* **Goal of the exercise**
Once you find the line with "Target: marble wall tile" in the entries below, print it and each line after it up to and including the line with "Can you find the horse's leg?", exactly, without pictures.

Dataset items:
=== Section Start ===
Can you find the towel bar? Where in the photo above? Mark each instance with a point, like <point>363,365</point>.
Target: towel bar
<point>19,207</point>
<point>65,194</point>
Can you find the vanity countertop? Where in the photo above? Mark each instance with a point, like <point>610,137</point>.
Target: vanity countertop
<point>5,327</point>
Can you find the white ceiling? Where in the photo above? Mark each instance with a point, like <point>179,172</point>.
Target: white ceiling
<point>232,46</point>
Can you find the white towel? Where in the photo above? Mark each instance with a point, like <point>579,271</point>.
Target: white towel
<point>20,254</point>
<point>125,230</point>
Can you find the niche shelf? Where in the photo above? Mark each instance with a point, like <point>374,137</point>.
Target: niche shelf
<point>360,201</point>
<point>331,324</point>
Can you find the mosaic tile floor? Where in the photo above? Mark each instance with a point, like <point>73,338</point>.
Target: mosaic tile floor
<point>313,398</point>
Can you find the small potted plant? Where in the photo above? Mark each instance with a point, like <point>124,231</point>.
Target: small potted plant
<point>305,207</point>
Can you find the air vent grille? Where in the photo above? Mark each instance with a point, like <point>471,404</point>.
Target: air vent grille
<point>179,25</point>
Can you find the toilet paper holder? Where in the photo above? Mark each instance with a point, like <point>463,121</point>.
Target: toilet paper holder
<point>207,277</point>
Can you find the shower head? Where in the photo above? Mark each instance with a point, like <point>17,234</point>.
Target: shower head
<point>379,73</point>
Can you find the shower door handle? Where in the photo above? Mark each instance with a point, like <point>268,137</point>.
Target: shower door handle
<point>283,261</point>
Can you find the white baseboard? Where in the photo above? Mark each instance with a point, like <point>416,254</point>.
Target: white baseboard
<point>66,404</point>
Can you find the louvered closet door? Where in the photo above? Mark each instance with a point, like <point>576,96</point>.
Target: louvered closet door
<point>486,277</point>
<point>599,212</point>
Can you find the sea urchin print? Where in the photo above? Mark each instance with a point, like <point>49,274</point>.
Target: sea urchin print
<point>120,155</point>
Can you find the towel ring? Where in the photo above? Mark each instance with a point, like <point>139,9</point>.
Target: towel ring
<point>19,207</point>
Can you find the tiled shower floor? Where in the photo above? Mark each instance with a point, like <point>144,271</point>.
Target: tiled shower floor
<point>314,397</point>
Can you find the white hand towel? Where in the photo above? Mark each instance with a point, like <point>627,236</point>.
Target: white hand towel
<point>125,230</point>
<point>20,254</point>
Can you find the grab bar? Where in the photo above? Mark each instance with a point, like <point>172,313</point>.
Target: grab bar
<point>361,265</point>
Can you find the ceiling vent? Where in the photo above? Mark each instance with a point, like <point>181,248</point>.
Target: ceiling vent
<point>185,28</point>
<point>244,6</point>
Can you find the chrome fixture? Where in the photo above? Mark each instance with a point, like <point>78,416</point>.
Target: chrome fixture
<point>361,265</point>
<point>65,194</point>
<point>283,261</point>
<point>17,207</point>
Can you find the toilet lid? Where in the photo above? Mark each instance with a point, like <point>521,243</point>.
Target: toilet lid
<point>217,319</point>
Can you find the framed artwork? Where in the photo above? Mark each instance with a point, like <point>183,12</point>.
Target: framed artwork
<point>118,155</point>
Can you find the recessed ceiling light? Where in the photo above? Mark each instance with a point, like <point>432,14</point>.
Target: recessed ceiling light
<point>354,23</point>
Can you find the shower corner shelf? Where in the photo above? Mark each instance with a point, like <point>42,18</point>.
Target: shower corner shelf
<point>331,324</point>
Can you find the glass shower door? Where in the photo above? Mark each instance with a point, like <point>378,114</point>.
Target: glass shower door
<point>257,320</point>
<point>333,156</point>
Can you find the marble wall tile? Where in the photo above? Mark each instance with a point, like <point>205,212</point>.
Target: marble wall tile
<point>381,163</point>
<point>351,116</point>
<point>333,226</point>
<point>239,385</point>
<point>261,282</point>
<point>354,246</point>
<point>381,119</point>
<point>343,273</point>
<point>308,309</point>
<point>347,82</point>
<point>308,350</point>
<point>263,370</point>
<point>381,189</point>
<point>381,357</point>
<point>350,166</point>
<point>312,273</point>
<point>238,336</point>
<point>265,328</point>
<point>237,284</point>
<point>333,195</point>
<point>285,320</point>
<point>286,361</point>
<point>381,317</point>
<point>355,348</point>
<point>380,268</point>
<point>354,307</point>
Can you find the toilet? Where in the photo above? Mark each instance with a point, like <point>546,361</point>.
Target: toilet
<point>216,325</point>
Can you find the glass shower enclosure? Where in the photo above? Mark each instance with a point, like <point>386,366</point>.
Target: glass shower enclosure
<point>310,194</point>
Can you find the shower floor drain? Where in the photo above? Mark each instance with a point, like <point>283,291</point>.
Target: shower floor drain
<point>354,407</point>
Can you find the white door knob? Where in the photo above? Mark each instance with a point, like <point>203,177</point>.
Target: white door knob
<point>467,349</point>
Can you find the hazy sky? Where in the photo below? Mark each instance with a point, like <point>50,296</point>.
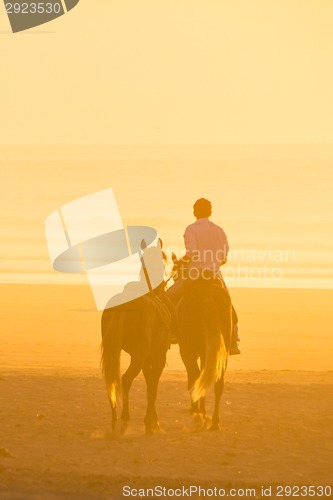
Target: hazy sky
<point>171,71</point>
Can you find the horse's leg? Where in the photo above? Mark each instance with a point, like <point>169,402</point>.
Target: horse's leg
<point>193,372</point>
<point>114,415</point>
<point>218,389</point>
<point>127,379</point>
<point>152,372</point>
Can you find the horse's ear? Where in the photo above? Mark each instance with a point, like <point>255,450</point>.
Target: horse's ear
<point>143,245</point>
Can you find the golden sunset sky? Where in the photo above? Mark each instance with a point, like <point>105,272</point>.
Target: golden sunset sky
<point>171,71</point>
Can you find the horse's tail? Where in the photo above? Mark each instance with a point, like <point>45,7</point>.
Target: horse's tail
<point>112,333</point>
<point>215,354</point>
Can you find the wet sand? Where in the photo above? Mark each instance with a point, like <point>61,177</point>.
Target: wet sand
<point>276,410</point>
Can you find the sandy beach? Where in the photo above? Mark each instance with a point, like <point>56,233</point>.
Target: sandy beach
<point>276,409</point>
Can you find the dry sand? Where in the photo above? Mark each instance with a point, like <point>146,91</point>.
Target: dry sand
<point>276,421</point>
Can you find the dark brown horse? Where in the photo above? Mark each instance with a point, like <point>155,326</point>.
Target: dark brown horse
<point>205,332</point>
<point>141,328</point>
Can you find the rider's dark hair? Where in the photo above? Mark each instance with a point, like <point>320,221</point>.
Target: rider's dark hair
<point>202,208</point>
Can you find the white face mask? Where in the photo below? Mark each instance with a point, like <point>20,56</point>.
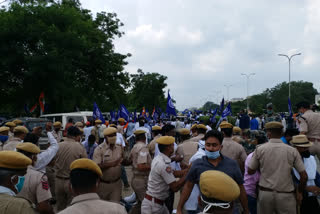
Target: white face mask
<point>209,205</point>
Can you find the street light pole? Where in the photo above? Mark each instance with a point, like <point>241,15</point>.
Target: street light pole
<point>289,60</point>
<point>248,76</point>
<point>228,86</point>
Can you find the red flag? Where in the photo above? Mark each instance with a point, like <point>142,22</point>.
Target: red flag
<point>41,100</point>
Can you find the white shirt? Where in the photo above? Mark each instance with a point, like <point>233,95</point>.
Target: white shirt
<point>45,157</point>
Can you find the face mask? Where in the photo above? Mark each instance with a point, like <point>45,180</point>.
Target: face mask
<point>112,140</point>
<point>20,183</point>
<point>305,154</point>
<point>212,155</point>
<point>3,138</point>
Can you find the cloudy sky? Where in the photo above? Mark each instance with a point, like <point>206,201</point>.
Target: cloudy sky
<point>203,45</point>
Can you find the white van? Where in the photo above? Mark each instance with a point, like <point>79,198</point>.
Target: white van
<point>82,116</point>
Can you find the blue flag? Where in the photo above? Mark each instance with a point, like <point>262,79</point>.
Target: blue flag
<point>124,113</point>
<point>290,108</point>
<point>170,107</point>
<point>97,113</point>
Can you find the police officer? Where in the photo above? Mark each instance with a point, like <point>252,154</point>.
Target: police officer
<point>13,167</point>
<point>161,179</point>
<point>275,161</point>
<point>310,126</point>
<point>230,148</point>
<point>84,180</point>
<point>141,165</point>
<point>19,133</point>
<point>36,187</point>
<point>69,150</point>
<point>109,156</point>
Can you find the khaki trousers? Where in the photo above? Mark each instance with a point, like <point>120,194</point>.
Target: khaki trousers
<point>139,185</point>
<point>110,191</point>
<point>149,207</point>
<point>273,202</point>
<point>63,195</point>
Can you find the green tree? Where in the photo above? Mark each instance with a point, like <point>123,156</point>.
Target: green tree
<point>147,91</point>
<point>59,48</point>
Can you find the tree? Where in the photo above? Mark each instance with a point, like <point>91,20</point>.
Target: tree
<point>147,90</point>
<point>59,48</point>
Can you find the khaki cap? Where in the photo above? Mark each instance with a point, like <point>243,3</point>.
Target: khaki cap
<point>10,124</point>
<point>85,163</point>
<point>218,185</point>
<point>109,131</point>
<point>17,122</point>
<point>156,128</point>
<point>4,129</point>
<point>300,141</point>
<point>201,126</point>
<point>28,147</point>
<point>225,125</point>
<point>14,160</point>
<point>57,124</point>
<point>184,131</point>
<point>138,132</point>
<point>274,125</point>
<point>165,140</point>
<point>20,129</point>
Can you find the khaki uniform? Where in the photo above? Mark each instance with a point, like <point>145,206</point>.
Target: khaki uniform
<point>36,187</point>
<point>160,177</point>
<point>91,203</point>
<point>275,161</point>
<point>234,151</point>
<point>69,150</point>
<point>187,149</point>
<point>139,155</point>
<point>310,123</point>
<point>15,205</point>
<point>12,144</point>
<point>197,138</point>
<point>152,145</point>
<point>95,132</point>
<point>110,187</point>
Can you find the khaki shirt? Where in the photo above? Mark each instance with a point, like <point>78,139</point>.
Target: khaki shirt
<point>69,150</point>
<point>36,187</point>
<point>197,138</point>
<point>152,145</point>
<point>161,175</point>
<point>12,144</point>
<point>57,136</point>
<point>103,153</point>
<point>140,155</point>
<point>15,205</point>
<point>187,149</point>
<point>91,203</point>
<point>310,123</point>
<point>275,161</point>
<point>233,150</point>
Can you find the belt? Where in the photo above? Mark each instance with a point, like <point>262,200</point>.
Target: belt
<point>270,190</point>
<point>158,201</point>
<point>63,178</point>
<point>109,182</point>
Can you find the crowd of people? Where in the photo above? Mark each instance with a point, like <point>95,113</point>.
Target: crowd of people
<point>257,165</point>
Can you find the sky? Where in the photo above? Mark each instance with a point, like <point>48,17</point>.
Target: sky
<point>203,46</point>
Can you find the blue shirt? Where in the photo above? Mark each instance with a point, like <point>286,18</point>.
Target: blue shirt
<point>89,149</point>
<point>226,165</point>
<point>254,124</point>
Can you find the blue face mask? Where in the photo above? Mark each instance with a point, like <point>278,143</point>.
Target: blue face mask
<point>3,138</point>
<point>212,155</point>
<point>20,183</point>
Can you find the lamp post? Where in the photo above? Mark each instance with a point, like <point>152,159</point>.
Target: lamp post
<point>289,60</point>
<point>228,87</point>
<point>248,76</point>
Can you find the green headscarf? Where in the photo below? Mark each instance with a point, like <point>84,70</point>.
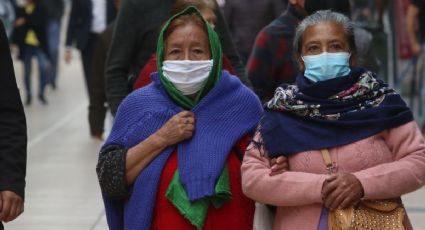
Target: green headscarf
<point>215,73</point>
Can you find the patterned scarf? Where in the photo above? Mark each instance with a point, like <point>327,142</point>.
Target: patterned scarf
<point>309,116</point>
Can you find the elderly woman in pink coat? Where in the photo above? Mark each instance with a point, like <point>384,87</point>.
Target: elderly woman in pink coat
<point>377,148</point>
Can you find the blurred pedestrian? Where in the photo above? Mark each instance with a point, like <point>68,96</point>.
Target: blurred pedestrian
<point>87,20</point>
<point>246,18</point>
<point>271,61</point>
<point>415,15</point>
<point>98,105</point>
<point>54,11</point>
<point>7,15</point>
<point>32,41</point>
<point>134,42</point>
<point>13,138</point>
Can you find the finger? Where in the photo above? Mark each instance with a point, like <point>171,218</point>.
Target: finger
<point>12,212</point>
<point>337,200</point>
<point>279,167</point>
<point>272,162</point>
<point>347,202</point>
<point>186,113</point>
<point>276,172</point>
<point>5,210</point>
<point>329,185</point>
<point>280,159</point>
<point>189,127</point>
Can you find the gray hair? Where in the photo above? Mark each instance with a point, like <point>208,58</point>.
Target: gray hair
<point>325,16</point>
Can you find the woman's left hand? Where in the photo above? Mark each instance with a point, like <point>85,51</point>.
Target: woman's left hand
<point>278,165</point>
<point>341,190</point>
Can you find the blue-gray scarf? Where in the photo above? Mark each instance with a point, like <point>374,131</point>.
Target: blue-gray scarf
<point>312,116</point>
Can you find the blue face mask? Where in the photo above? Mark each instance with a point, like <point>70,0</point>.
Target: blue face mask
<point>326,66</point>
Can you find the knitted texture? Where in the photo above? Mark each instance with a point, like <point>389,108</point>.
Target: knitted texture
<point>227,113</point>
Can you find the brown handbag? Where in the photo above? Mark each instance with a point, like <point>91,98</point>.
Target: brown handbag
<point>367,214</point>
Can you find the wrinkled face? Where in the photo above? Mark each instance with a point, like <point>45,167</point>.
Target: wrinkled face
<point>323,37</point>
<point>209,16</point>
<point>187,42</point>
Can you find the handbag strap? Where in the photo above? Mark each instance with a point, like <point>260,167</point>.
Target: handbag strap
<point>330,166</point>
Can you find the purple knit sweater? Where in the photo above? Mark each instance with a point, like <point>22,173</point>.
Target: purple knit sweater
<point>227,113</point>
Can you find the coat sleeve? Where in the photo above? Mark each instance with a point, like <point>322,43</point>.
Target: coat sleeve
<point>405,174</point>
<point>13,130</point>
<point>286,189</point>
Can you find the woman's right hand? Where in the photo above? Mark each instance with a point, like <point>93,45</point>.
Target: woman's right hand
<point>179,128</point>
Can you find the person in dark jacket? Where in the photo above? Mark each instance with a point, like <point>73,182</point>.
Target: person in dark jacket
<point>98,106</point>
<point>54,10</point>
<point>87,20</point>
<point>134,42</point>
<point>32,41</point>
<point>13,138</point>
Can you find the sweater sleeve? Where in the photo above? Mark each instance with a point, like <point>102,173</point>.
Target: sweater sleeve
<point>405,174</point>
<point>111,171</point>
<point>285,189</point>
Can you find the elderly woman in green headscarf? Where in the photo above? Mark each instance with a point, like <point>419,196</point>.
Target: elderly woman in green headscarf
<point>172,159</point>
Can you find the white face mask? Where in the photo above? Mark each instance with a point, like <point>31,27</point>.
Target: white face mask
<point>187,76</point>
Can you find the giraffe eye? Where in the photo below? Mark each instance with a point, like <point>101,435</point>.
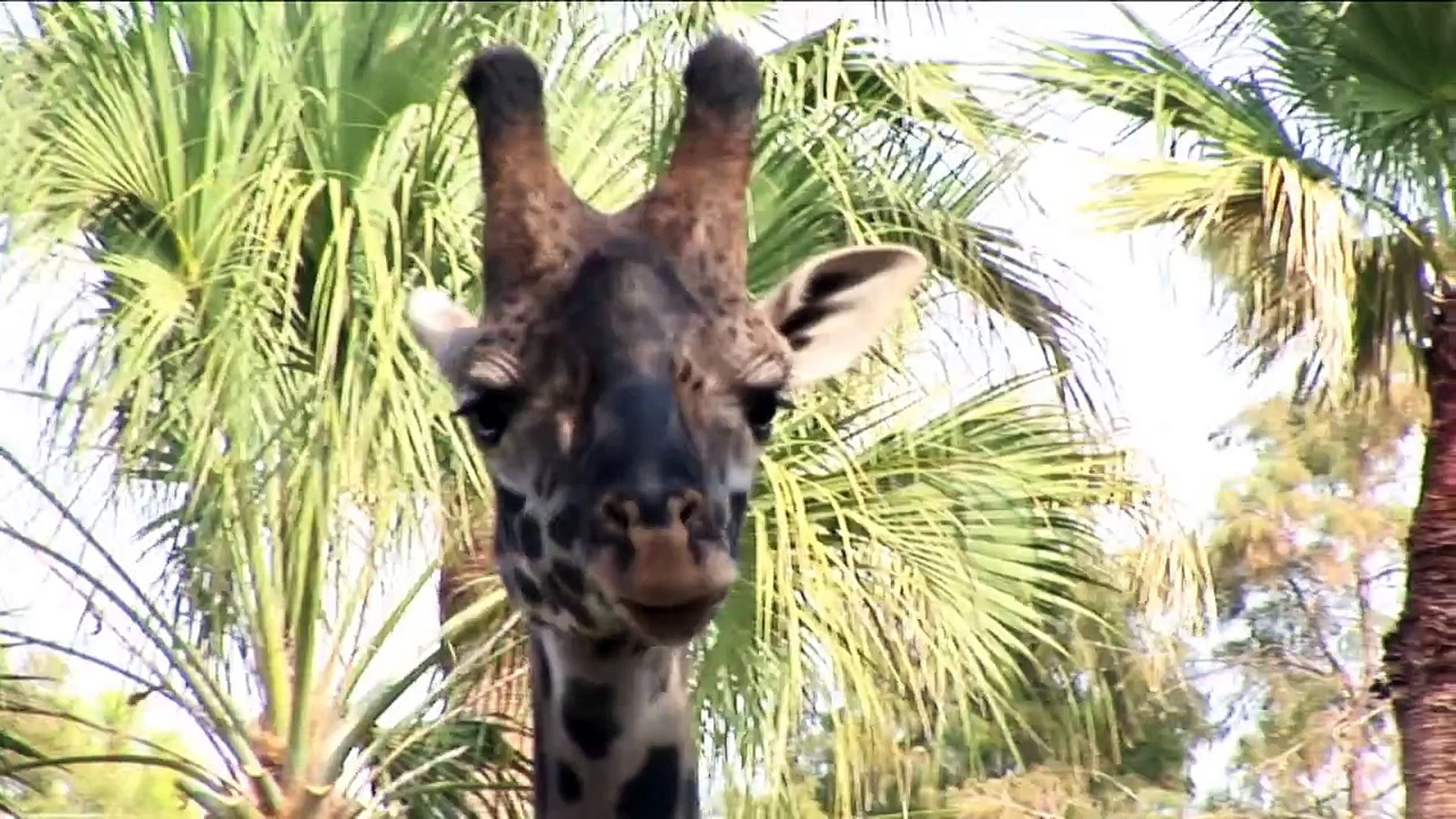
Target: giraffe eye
<point>761,407</point>
<point>488,413</point>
=== Section End ===
* **Completed exercise**
Target: marble wall tile
<point>381,163</point>
<point>351,116</point>
<point>333,226</point>
<point>239,385</point>
<point>261,282</point>
<point>354,246</point>
<point>381,119</point>
<point>343,273</point>
<point>308,309</point>
<point>347,82</point>
<point>308,350</point>
<point>263,370</point>
<point>381,189</point>
<point>381,357</point>
<point>350,166</point>
<point>312,273</point>
<point>238,336</point>
<point>265,328</point>
<point>237,284</point>
<point>333,195</point>
<point>285,320</point>
<point>286,361</point>
<point>381,317</point>
<point>355,348</point>
<point>380,268</point>
<point>354,307</point>
Can you find the toilet? Where in the photo above? Mark each instance with a point, like <point>546,361</point>.
Target: toilet
<point>216,325</point>
Can you find the glass shower enclosure? Where in the photo above? Mark each instance with a point, like <point>386,366</point>.
Target: glass shower enclosure
<point>310,194</point>
Can you find the shower floor drain? Where in the photo above? Mark each instance with a point, like <point>283,291</point>.
Target: shower floor drain
<point>354,407</point>
Can you find the white door knob? Where in the photo above? Mark each instance with a point, like <point>203,177</point>.
Target: white door knob
<point>467,349</point>
Can you find the hazy sky? Where in the photo below? Mark each instance with a point, like <point>50,296</point>.
Target: hazy sky
<point>171,71</point>
Can you find the horse's leg? Where in the photo above? Mark each instance with a point, like <point>169,402</point>.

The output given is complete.